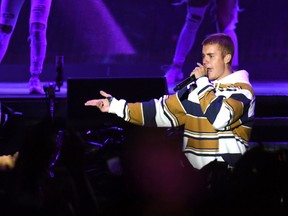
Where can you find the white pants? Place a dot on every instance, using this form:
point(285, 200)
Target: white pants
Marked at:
point(226, 14)
point(39, 14)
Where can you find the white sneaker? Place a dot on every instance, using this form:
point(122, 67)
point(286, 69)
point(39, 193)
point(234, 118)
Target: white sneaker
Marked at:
point(35, 85)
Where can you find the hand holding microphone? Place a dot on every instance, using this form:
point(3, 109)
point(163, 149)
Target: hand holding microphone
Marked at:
point(194, 75)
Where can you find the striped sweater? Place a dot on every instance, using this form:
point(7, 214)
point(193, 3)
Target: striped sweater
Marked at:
point(217, 117)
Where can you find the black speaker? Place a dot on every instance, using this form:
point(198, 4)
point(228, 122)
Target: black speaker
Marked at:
point(79, 90)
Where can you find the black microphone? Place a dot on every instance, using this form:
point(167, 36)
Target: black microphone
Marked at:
point(185, 82)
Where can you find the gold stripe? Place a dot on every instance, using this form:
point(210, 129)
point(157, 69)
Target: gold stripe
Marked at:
point(136, 114)
point(203, 145)
point(199, 124)
point(174, 108)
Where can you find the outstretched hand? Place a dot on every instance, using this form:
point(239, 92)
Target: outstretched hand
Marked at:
point(102, 104)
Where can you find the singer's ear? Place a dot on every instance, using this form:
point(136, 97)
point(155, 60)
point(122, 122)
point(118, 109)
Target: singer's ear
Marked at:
point(227, 58)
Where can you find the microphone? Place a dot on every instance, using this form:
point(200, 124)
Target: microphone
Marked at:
point(185, 82)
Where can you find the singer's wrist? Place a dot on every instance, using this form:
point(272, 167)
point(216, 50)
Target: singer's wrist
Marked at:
point(109, 99)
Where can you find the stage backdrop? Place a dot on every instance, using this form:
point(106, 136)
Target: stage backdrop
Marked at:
point(145, 32)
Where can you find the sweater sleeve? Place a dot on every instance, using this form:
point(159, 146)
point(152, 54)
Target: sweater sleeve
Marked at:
point(230, 108)
point(163, 112)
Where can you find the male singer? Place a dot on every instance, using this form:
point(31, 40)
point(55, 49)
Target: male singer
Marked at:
point(217, 110)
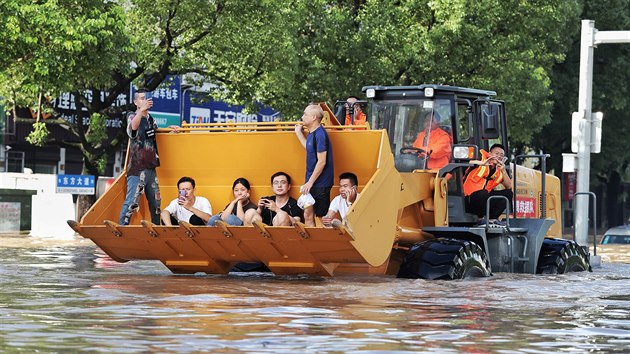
◆ ◆ ◆
▶ About this task: Restate word for word the lines that begin at the one containing "Target: black speaker" and end with the final line of the records. Pictures stay out.

▶ Exercise answer:
Target: black speaker
Marked at:
point(79, 90)
Where can you find the black microphone? Place a dot on every instance, using this form:
point(167, 36)
Target: black microphone
Marked at:
point(185, 82)
Where can you find the gold stripe? Place a dot on every instance, using this form:
point(210, 129)
point(157, 69)
Target: gold stripe
Marked at:
point(136, 114)
point(203, 145)
point(199, 124)
point(174, 108)
Where can you find the outstretched hand? Place a dot on every instance, using this form:
point(239, 92)
Target: outstretched hand
Marked at:
point(102, 104)
Where can you find the singer's ear? Place a dot on every instance, using this form:
point(136, 97)
point(155, 60)
point(122, 122)
point(118, 109)
Target: singer's ear
Marked at:
point(227, 58)
Where can you find the microphone? Place a dot on every instance, using this form:
point(200, 124)
Target: microphone
Marked at:
point(185, 82)
Where can you find the singer's wrist? Place a dot on every instance, using this form:
point(272, 167)
point(216, 50)
Target: singer's wrist
Marked at:
point(109, 99)
Where can you find the stage backdrop? Place a dot on every instance, using this form:
point(106, 136)
Target: stage backdrop
Marked at:
point(145, 32)
Where can you find the sweater sleeve? Place a dot on every instance, using this form:
point(159, 146)
point(152, 54)
Target: sweater sleeve
Marked at:
point(230, 108)
point(163, 112)
Where can you find the male singer? Place a dot on every instance, using this form:
point(31, 40)
point(55, 49)
Target: male singer
Marked at:
point(217, 110)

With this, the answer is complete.